(Beginning of Source material)
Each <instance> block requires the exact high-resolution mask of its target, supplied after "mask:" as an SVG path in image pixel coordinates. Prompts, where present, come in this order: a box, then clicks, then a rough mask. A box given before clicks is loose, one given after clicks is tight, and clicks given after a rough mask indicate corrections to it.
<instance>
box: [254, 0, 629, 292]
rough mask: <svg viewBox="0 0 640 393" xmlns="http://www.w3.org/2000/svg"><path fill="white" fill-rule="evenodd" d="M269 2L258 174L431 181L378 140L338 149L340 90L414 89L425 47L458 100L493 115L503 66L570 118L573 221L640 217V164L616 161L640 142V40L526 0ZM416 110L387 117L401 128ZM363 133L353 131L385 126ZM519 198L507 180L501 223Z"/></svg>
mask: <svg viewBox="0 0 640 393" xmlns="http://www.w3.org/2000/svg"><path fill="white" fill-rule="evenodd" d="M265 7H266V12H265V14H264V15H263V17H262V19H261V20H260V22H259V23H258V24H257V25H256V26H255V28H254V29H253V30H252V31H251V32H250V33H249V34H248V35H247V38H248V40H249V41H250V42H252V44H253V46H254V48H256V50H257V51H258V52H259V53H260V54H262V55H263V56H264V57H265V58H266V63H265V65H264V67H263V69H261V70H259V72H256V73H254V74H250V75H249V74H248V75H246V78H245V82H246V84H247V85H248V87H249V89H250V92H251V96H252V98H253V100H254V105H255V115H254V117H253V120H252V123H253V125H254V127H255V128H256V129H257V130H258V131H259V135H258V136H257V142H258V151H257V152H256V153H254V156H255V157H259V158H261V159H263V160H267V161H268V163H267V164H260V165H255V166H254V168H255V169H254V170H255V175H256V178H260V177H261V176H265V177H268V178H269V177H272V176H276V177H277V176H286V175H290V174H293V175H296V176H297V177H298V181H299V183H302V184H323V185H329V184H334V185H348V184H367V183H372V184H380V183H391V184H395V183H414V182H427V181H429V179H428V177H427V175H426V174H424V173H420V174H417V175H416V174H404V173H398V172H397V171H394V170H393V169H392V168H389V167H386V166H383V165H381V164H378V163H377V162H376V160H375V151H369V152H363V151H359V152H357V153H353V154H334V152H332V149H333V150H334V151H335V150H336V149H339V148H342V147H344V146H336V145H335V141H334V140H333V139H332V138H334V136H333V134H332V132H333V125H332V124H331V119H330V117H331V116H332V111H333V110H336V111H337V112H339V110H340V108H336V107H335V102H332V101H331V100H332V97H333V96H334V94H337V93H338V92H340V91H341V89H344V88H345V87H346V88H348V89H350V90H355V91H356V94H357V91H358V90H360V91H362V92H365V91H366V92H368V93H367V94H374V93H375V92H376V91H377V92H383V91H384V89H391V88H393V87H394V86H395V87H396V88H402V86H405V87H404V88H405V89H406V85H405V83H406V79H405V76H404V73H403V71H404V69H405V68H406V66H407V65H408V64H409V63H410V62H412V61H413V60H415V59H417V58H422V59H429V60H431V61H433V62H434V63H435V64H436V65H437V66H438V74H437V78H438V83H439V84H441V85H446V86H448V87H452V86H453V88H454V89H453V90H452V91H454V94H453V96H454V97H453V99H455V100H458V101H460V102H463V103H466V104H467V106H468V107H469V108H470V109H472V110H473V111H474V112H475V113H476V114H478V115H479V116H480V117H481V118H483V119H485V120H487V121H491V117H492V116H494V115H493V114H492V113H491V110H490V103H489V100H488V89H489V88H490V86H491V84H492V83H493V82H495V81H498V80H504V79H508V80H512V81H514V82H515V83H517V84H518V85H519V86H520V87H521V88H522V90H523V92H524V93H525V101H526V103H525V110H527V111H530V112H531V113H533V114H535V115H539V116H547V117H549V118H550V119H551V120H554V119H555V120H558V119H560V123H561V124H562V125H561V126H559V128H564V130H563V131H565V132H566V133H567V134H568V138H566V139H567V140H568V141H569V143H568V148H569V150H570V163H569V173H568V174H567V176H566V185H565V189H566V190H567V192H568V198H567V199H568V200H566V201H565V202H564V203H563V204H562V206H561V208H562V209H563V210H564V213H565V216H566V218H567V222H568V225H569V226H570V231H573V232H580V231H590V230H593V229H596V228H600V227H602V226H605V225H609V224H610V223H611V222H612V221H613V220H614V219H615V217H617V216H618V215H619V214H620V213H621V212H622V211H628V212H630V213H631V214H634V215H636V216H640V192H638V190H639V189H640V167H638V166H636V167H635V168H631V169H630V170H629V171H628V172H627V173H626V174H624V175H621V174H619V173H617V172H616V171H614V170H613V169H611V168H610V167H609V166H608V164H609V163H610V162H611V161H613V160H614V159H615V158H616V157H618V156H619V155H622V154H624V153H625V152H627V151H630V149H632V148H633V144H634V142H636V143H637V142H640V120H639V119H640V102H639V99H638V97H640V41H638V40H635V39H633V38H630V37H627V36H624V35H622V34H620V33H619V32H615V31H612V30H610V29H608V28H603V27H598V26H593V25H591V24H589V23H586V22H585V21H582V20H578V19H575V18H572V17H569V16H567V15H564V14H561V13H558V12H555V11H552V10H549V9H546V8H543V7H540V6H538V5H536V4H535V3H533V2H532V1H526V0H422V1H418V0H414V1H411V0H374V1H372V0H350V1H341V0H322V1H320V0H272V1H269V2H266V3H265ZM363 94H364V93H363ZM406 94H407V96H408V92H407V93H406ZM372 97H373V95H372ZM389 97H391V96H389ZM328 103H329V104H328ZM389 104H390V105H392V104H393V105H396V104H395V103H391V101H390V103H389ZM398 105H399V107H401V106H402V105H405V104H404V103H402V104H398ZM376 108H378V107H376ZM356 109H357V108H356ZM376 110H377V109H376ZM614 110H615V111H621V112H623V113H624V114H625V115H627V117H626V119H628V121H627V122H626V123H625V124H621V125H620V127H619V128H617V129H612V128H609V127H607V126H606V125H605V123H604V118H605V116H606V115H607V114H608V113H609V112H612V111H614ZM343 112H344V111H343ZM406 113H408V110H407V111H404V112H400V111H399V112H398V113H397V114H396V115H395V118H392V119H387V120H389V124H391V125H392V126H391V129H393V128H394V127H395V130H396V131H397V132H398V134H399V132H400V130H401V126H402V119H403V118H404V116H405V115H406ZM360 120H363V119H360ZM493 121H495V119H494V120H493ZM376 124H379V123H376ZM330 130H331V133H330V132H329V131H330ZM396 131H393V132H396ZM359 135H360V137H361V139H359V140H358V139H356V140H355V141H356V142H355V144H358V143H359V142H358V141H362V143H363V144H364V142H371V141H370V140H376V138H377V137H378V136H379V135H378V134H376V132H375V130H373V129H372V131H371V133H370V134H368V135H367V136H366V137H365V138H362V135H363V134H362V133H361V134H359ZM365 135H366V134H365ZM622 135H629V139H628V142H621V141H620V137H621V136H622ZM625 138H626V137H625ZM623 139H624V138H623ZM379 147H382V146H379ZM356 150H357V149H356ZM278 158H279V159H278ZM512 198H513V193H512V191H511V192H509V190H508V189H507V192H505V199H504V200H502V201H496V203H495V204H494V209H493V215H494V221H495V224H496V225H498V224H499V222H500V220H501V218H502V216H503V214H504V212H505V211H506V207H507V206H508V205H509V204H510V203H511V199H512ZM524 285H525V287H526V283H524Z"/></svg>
(End of Source material)
What you are asked to do »
Scan the records above for the string "instance", then copy each line where it turns up.

Answer »
Each <instance> block requires the exact high-resolution mask of its target, supplied after "mask:" as an SVG path in image pixel coordinates. Prompts, where present, come in this order: a box, then clicks, then a rough mask. A box given before clicks is loose, one given after clicks is tight, and clicks given after a rough mask indicate corrections to it.
<instance>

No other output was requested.